EXERCISE GOAL: Every line of the material that follows must be printed again exactly.

DATA:
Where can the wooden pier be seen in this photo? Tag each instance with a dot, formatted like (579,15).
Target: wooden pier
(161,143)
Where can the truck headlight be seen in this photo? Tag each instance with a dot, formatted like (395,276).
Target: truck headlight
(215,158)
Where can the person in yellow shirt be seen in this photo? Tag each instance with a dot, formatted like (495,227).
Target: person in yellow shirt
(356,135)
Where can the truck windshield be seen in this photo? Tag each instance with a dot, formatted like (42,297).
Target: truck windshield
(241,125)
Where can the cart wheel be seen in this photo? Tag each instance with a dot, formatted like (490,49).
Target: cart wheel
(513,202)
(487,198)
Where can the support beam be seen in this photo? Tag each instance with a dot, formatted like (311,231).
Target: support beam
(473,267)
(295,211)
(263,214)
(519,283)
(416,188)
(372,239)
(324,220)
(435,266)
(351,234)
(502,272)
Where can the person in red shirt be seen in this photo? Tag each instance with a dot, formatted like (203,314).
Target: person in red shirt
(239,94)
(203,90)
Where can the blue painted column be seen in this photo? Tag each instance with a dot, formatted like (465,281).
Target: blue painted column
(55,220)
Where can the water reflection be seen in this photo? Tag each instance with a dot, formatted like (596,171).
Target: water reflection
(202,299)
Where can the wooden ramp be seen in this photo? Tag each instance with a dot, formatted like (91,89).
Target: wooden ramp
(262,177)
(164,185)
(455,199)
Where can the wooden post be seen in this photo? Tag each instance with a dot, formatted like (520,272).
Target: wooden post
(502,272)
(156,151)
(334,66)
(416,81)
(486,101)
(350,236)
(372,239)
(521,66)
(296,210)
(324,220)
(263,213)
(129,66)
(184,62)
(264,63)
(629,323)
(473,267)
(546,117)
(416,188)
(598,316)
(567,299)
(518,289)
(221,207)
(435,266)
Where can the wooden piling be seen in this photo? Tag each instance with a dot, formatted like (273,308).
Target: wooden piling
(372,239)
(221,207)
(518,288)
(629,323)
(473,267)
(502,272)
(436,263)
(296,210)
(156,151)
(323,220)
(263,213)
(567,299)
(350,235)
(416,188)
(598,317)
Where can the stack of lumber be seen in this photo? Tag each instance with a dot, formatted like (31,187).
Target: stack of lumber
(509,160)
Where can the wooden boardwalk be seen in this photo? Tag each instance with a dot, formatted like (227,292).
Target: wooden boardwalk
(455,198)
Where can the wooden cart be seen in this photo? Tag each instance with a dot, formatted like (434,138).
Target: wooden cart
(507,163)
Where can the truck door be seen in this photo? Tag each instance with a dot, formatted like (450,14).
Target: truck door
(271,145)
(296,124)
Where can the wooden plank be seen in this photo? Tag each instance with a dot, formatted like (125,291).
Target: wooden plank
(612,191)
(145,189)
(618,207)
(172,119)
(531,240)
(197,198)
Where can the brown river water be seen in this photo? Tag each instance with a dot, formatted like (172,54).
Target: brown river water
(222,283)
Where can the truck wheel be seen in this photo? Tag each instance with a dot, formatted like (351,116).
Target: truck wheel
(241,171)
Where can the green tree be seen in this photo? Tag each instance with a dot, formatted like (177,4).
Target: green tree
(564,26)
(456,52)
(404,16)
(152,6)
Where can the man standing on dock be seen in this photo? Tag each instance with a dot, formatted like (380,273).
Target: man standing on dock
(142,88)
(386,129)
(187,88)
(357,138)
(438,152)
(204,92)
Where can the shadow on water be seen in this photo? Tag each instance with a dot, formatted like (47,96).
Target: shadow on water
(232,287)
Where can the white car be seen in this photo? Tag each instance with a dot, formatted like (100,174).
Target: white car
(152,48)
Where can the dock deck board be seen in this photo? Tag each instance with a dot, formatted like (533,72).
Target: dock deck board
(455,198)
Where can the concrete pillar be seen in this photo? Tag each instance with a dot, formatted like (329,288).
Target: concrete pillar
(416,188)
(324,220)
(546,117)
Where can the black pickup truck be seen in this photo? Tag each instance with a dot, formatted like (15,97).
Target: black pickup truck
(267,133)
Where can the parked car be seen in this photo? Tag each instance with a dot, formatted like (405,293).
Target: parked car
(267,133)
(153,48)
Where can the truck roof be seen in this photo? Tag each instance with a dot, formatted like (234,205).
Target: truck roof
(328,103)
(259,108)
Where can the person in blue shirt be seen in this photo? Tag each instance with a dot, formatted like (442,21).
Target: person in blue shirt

COMPLETE ANSWER:
Where can the wooden pier be seen in this photo? Tag each instance with a dot, formatted like (579,15).
Target: wooden pier
(161,143)
Where can the truck headlight be seen in this photo? Tag each instance with a dot, formatted like (395,276).
Target: truck headlight
(215,158)
Where can the person in yellow shirt be seen in this photo? Tag each instance with a dot, formatted like (495,227).
Target: person in yellow shirt
(356,135)
Where can the truck windshield be seen in this photo? Tag each instance with a dot, formatted like (42,297).
Target: truck windshield
(241,125)
Where can the cart wheel be seen in this photo? Tag each instance with a dot, formatted like (490,49).
Target: cart wheel
(513,202)
(487,198)
Where can the support beam be seen in this photo? Tag each instance with a dot, formatted like (311,231).
Target: support beam
(473,267)
(295,211)
(263,214)
(519,283)
(416,188)
(372,239)
(324,220)
(435,266)
(351,234)
(502,272)
Where can the person in red shirt be seen in this photo? Tag each instance with a dot, formatted like (203,314).
Target: person in red shirt
(239,94)
(203,90)
Where can the blue painted column be seen in this photo? Tag each instance with a dot, formatted like (465,281).
Target: blue painted column
(55,220)
Where can the water reflection be seen in this photo? Tag each instance with a dot, formatted like (596,171).
Target: water reflection
(202,299)
Where can the wooden ramp be seen in this photo? Tag each instance with a dot, formatted like (91,89).
Target: wooden ramp
(262,177)
(164,185)
(455,199)
Where can the wooden post be seen in this photo? Tag each instance with a dot, formatted like (520,272).
Target: wooden post
(502,272)
(156,151)
(334,66)
(416,81)
(486,101)
(350,236)
(372,239)
(521,66)
(296,210)
(324,220)
(263,213)
(129,66)
(184,62)
(264,63)
(629,323)
(473,267)
(546,117)
(416,188)
(598,316)
(567,299)
(518,289)
(221,207)
(435,266)
Where can the wooden piling be seen in this photo? Tag each instance with a dot, formatted like (273,308).
Target: wooden piling
(372,239)
(221,207)
(518,288)
(629,323)
(473,267)
(502,272)
(436,263)
(296,210)
(156,151)
(323,220)
(263,213)
(567,299)
(350,235)
(416,188)
(598,317)
Where can the stack of lumber be seen in this photo? Tag each instance with a dot, formatted like (31,187).
Target: stack of lumber
(509,160)
Where can the wooden boardwalk be seen in this photo? Tag each instance with a dot, formatted like (227,292).
Target: wooden boardwalk
(455,198)
Where can the wooden cart be seen in this photo? Tag each instance with a dot, formatted like (434,138).
Target: wooden cart
(507,163)
Where can the truck door be seen in this photo? Tag each instance with a dot, formatted like (450,14).
Target: truck door
(271,145)
(296,124)
Where can the wooden plank be seen in this photo? Tag each instance with a dot, formatted like (125,291).
Target: wooden plank
(612,191)
(145,189)
(618,207)
(172,119)
(531,240)
(197,198)
Where can the brown river water be seen in this photo? Tag each instance with a dot, formatted like (172,54).
Target: brown river water
(222,283)
Where can the truck wheel be seen in this photo? Tag each instance with a dot, formatted like (351,116).
Target: truck wheel
(241,171)
Where can the green tree be seen in this photo? Tag each instance with a dot, formatted like (177,4).
Target: green tree
(564,26)
(456,52)
(404,16)
(152,6)
Where can the man standing on dock be seen in this photo? Tag each instance with a dot, formatted like (380,273).
Target: man standing on dock
(142,88)
(386,129)
(187,88)
(357,138)
(438,152)
(204,92)
Where can the shadow on water be seen in this photo? Tag each instance with a dot, formatted like (47,96).
Target: shadow on water
(232,287)
Where can the white car be seen in this photo? Tag each instance with a dot, formatted like (100,174).
Target: white car
(152,48)
Where can the dock deck board be seen in this photo? Tag each instance with a dot, formatted like (533,72).
Target: dock deck board
(455,198)
Where can the concrete pillar be seen in this photo? Tag each instance with a dot, formatted like (329,288).
Target: concrete pillar
(416,188)
(324,220)
(546,117)
Where can the black pickup truck be seen in this photo? Tag each instance with a dot, formatted like (15,97).
Target: black pickup truck
(267,133)
Where can the parked car be seen in this photo? Tag each instance with a dot, formatted like (405,293).
Target: parked car
(267,133)
(153,48)
Where can the truck roof be seen in this photo? Tag each instance with a dot, formatted like (234,205).
Target: truck roof
(328,103)
(259,108)
Where can the person in blue shirt be seen in this photo? Tag each instance with a dot, formatted like (442,21).
Target: person in blue shirt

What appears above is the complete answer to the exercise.